- [PROBLEM DESCRIPTION]: State how many lines in the records below contain the string "blue". Case counts, and the reply should be the number alone.

- [AVAILABLE RECORDS]:
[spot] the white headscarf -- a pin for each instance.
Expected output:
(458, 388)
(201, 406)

==

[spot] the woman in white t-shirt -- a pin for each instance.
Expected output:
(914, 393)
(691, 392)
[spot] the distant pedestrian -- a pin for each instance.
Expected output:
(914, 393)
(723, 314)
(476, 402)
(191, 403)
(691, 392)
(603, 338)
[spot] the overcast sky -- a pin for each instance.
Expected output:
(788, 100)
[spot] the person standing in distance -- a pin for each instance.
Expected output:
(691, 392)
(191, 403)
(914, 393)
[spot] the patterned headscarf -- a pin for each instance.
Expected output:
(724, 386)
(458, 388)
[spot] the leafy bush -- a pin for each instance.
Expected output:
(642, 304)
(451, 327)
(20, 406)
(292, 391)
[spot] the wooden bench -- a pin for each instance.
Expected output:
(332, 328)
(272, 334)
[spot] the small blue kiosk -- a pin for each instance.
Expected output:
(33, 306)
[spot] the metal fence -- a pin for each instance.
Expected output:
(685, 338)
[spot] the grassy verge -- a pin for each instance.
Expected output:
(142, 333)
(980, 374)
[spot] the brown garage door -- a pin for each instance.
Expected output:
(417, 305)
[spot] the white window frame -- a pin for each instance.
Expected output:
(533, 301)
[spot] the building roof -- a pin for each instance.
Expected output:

* * *

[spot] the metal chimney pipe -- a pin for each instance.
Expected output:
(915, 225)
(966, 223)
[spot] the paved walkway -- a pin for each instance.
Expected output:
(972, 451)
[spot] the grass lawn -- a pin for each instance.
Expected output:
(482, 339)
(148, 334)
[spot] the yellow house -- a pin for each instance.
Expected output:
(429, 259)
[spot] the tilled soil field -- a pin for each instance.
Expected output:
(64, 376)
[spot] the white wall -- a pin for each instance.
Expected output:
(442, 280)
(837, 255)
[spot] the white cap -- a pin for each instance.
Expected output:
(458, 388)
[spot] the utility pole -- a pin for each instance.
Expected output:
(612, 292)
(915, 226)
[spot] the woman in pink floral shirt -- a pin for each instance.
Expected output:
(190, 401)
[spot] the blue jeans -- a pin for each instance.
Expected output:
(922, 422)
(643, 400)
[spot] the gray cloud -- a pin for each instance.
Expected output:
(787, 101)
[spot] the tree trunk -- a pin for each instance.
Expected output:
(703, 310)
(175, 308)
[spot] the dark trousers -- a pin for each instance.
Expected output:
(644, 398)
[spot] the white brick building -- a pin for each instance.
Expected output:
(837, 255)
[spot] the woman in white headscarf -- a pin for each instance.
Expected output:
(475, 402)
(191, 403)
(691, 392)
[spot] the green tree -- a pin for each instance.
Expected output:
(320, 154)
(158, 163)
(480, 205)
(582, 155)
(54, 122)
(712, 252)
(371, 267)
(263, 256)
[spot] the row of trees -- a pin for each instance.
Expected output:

- [OUTPUT FOR THIS TASK]: 2